▸ **Region annotation entries**:
━━━━━━━━━━

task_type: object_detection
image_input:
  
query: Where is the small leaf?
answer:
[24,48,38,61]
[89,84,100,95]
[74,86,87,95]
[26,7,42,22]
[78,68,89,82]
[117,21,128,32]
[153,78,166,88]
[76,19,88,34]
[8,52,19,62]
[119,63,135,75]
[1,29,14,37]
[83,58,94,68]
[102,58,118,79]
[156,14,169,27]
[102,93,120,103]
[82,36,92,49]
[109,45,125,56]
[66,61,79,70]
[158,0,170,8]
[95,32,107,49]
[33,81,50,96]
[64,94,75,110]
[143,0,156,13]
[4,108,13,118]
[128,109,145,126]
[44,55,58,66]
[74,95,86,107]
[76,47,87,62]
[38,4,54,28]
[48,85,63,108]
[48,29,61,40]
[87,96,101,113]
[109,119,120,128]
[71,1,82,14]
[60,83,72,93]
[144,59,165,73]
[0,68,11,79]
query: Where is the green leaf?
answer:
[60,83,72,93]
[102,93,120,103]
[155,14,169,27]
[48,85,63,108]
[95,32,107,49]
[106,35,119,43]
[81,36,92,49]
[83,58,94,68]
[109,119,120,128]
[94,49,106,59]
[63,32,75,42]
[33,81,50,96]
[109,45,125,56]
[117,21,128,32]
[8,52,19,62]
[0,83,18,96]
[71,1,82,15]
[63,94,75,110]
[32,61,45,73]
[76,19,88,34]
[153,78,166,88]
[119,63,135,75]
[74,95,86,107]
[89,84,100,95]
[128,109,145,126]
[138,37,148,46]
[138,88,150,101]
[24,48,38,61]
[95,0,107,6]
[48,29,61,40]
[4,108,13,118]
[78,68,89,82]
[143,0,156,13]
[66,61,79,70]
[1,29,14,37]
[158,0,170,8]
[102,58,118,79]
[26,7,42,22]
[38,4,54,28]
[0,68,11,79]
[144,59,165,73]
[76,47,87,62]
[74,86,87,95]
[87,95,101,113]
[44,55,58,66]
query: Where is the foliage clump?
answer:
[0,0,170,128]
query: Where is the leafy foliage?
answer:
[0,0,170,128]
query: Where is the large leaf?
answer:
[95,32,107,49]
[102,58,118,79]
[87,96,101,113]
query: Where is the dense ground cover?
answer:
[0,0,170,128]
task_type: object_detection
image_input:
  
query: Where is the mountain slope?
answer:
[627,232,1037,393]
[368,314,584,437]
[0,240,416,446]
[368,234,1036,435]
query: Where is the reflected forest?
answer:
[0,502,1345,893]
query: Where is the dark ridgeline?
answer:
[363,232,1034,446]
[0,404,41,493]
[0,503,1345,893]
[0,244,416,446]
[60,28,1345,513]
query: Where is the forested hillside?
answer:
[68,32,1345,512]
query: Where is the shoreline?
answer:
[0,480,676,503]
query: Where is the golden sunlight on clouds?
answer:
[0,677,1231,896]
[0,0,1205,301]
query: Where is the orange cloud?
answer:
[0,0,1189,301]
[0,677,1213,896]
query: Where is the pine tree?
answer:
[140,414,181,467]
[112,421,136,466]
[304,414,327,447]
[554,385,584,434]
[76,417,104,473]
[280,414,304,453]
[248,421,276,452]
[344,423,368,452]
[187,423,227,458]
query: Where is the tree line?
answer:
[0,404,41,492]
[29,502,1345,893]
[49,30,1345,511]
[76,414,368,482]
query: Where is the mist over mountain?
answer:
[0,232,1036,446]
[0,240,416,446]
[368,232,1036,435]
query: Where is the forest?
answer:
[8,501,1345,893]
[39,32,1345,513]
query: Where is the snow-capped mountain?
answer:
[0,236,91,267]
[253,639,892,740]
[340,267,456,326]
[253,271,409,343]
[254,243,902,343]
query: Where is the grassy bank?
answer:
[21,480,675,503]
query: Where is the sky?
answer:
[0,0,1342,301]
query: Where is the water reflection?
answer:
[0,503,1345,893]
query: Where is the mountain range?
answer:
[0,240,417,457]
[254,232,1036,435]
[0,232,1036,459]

━━━━━━━━━━

▸ **Written problem**: Rewrite all of the entries above as a JSON list of strings, one string per line, and leave out any blank lines.

▸ **Output for this exercise**:
[
  "task_type: object_detection",
  "image_input:",
  "query: Where is the small leaf?",
  "answer:",
  "[24,48,38,61]",
  "[89,84,100,95]",
  "[74,86,87,95]",
  "[26,7,42,22]",
  "[78,68,89,82]",
  "[117,21,128,32]",
  "[153,78,166,88]",
  "[76,19,88,34]",
  "[8,52,19,62]",
  "[119,63,135,75]",
  "[1,29,14,37]",
  "[83,58,94,68]",
  "[102,58,118,79]",
  "[156,14,169,27]",
  "[102,93,120,103]",
  "[82,36,92,49]",
  "[109,45,125,56]",
  "[66,61,79,70]",
  "[158,0,170,8]",
  "[95,32,107,49]",
  "[33,81,50,96]",
  "[64,94,75,110]",
  "[143,0,156,13]",
  "[4,108,13,118]",
  "[128,109,145,126]",
  "[44,55,58,66]",
  "[74,95,86,107]",
  "[76,47,87,62]",
  "[38,4,54,28]",
  "[48,85,63,108]",
  "[48,29,61,40]",
  "[87,96,101,113]",
  "[109,119,120,128]",
  "[71,1,82,14]",
  "[60,83,72,93]",
  "[144,59,165,73]",
  "[0,68,11,79]",
  "query: Where is the green leaf?",
  "answer:",
  "[60,83,72,93]",
  "[102,93,120,103]",
  "[155,14,169,27]",
  "[48,85,63,108]",
  "[95,32,107,49]",
  "[106,35,119,43]",
  "[81,36,92,49]",
  "[83,58,94,68]",
  "[109,119,120,128]",
  "[94,49,106,59]",
  "[63,32,75,42]",
  "[33,81,50,96]",
  "[109,45,125,56]",
  "[117,21,128,32]",
  "[8,52,19,62]",
  "[0,83,18,96]",
  "[71,1,82,15]",
  "[63,94,75,110]",
  "[32,61,45,73]",
  "[76,19,88,34]",
  "[153,78,166,88]",
  "[119,63,135,75]",
  "[74,95,86,107]",
  "[89,84,100,95]",
  "[128,109,145,126]",
  "[138,37,148,46]",
  "[138,88,150,101]",
  "[24,48,38,61]",
  "[95,0,107,6]",
  "[48,29,61,40]",
  "[4,108,13,118]",
  "[78,68,89,82]",
  "[143,0,156,13]",
  "[66,61,79,70]",
  "[1,29,14,37]",
  "[158,0,170,8]",
  "[102,58,118,79]",
  "[26,7,42,22]",
  "[38,4,54,28]",
  "[0,68,11,79]",
  "[144,59,165,73]",
  "[76,47,87,62]",
  "[74,86,87,95]",
  "[87,95,101,113]",
  "[44,55,58,66]",
  "query: Where is the foliage clump?",
  "answer:",
  "[0,0,170,128]",
  "query: Where is the leafy foliage?",
  "answer:",
  "[0,0,170,128]",
  "query: Where is the large leaf?",
  "answer:",
  "[95,32,107,49]",
  "[102,58,118,79]",
  "[87,96,101,113]",
  "query: Where is the dense ground cover?",
  "answer:",
  "[0,0,170,128]",
  "task_type: object_detection",
  "image_input:",
  "query: Where is the mountain slope?",
  "answer:",
  "[627,232,1037,393]",
  "[368,314,584,437]",
  "[0,240,416,446]",
  "[368,234,1036,435]",
  "query: Where is the reflected forest?",
  "answer:",
  "[0,502,1345,893]",
  "query: Where is the dark ridgeline?",
  "answer:",
  "[363,232,1034,446]",
  "[0,404,41,493]",
  "[0,503,1345,893]",
  "[0,244,416,446]",
  "[60,28,1345,513]",
  "query: Where is the forested hillside?",
  "answer:",
  "[68,32,1345,512]",
  "query: Where is the shoreline?",
  "answer:",
  "[0,480,676,503]",
  "query: Where is the golden sunlight on clouds?",
  "answer:",
  "[0,677,1231,896]",
  "[0,0,1205,301]",
  "query: Where is the orange cloud?",
  "answer:",
  "[0,0,1189,301]",
  "[0,677,1213,896]",
  "query: Where is the pine tree?",
  "answer:",
  "[140,414,181,467]",
  "[112,421,136,466]",
  "[304,414,327,447]",
  "[554,385,584,434]",
  "[76,417,104,473]",
  "[280,414,304,453]",
  "[248,421,276,452]",
  "[344,423,368,452]",
  "[187,423,227,458]",
  "query: Where is the tree line?",
  "answer:",
  "[0,404,41,492]",
  "[29,502,1345,893]",
  "[49,30,1345,511]",
  "[76,414,368,482]",
  "query: Where is the mist over mountain?",
  "answer:",
  "[0,232,1036,446]",
  "[0,240,416,446]",
  "[368,232,1036,435]",
  "query: Where is the forest?",
  "answer:",
  "[8,501,1345,893]",
  "[39,32,1345,513]",
  "query: Where is the snow-capped mountain?",
  "answer:",
  "[0,236,91,267]",
  "[253,639,892,740]",
  "[340,267,456,326]",
  "[253,271,409,343]",
  "[254,243,902,343]",
  "query: Where is the grassy bank?",
  "answer:",
  "[21,480,675,503]",
  "query: Where is the sky?",
  "answer:",
  "[0,0,1342,301]",
  "query: Where is the water reflection?",
  "answer:",
  "[0,503,1345,893]",
  "query: Where is the mountain range?",
  "answer:",
  "[0,240,417,457]",
  "[254,232,1036,435]",
  "[0,232,1036,459]"
]